Despite only being formally described in 2009, N. bokorensis has been known since at least the early 20th century. The oldest known herbarium specimens are three taken by French plant collector C. Geoffray on January 14, 1904. Two of these consist of lower pitchers with leaves, while the third comprises upper pitchers with leaves. All three specimens were collected from Popokvil falls, Mount Bokor, and are deposited at the Museum National d'Histoire Naturelle in Paris.

The next known collection of this species was made by J. E. Vidal in 1965. It consists of a plant with upper pitchers. Three years later, Marie Martin collected M. Martin 1231bis, which includes lower pitchers and female floral material. Further herbarium material, consisting of two rosette plants, was collected by David Middleton and Meng Monyrak in 2001.

In July 2007, François Sockhom Mey found N. bokorensis on Mount Bokor during a field trip to southern Cambodia. He posted photographs of the species on a number of online message boards the following month. Mey formally described the species in the March 2009 issue of Carniflora Australis, the journal of the Australasian Carnivorous Plant Society. M. Martin 1231bis, deposited at the Museum National d'Histoire Naturelle, was designated as the holotype.

Records from a collection
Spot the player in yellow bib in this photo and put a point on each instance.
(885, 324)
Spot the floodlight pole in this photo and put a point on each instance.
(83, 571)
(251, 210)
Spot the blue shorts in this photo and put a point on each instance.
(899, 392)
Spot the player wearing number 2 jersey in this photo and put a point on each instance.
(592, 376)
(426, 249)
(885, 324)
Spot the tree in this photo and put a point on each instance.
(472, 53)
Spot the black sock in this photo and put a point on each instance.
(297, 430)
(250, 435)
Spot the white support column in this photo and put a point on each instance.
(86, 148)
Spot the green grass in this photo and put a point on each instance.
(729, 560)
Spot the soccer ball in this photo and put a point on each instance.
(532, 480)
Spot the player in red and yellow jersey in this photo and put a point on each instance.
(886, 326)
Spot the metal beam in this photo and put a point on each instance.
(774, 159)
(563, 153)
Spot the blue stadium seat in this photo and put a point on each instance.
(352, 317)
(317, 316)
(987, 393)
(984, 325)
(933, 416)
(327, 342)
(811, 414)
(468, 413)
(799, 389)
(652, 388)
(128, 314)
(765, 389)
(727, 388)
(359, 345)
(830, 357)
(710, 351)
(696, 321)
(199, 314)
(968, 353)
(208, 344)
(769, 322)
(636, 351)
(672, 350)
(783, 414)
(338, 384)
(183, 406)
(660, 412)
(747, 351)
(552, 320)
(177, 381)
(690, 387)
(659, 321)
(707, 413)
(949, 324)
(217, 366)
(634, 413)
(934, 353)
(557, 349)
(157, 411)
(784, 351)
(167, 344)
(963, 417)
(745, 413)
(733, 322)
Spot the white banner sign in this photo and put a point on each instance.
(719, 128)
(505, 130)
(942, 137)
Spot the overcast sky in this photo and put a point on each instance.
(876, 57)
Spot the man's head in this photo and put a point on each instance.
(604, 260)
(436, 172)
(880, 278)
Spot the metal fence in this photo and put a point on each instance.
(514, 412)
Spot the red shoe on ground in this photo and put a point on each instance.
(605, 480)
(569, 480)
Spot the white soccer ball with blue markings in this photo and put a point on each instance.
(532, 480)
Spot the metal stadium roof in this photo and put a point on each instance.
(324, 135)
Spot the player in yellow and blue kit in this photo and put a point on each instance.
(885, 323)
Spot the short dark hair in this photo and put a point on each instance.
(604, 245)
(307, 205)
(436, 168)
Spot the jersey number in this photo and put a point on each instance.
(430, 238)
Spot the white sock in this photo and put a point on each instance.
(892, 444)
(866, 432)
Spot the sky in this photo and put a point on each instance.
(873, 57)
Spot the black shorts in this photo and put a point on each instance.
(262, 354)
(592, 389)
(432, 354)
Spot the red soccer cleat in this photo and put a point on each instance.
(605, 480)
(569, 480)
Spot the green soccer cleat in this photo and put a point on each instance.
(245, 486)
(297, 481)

* TASK LIST:
(A) For the passage on N. bokorensis, say whether each statement agrees with it, answering yes or no and quoting the deciding words: (i) The oldest known herbarium specimens were collected in 1904. (ii) J. E. Vidal's collection included lower pitchers. (iii) Mey posted photographs of the species online in the same month he found it.
(B) Transcribe everything in the N. bokorensis passage from "The next known" down to "Monyrak in 2001.".
The data above is separate material, apart from the passage on N. bokorensis.

* EXPECTED RESULTS:
(A)
(i) Yes: "three taken by French plant collector C. Geoffray on January 14, 1904"
(ii) No: "It consists of a plant with upper pitchers."
(iii) No: "He posted photographs of the species on a number of online message boards the following month."

(B)
The next known collection of this species was made by J. E. Vidal in 1965. It consists of a plant with upper pitchers. Three years later, Marie Martin collected M. Martin 1231bis, which includes lower pitchers and female floral material. Further herbarium material, consisting of two rosette plants, was collected by David Middleton and Meng Monyrak in 2001.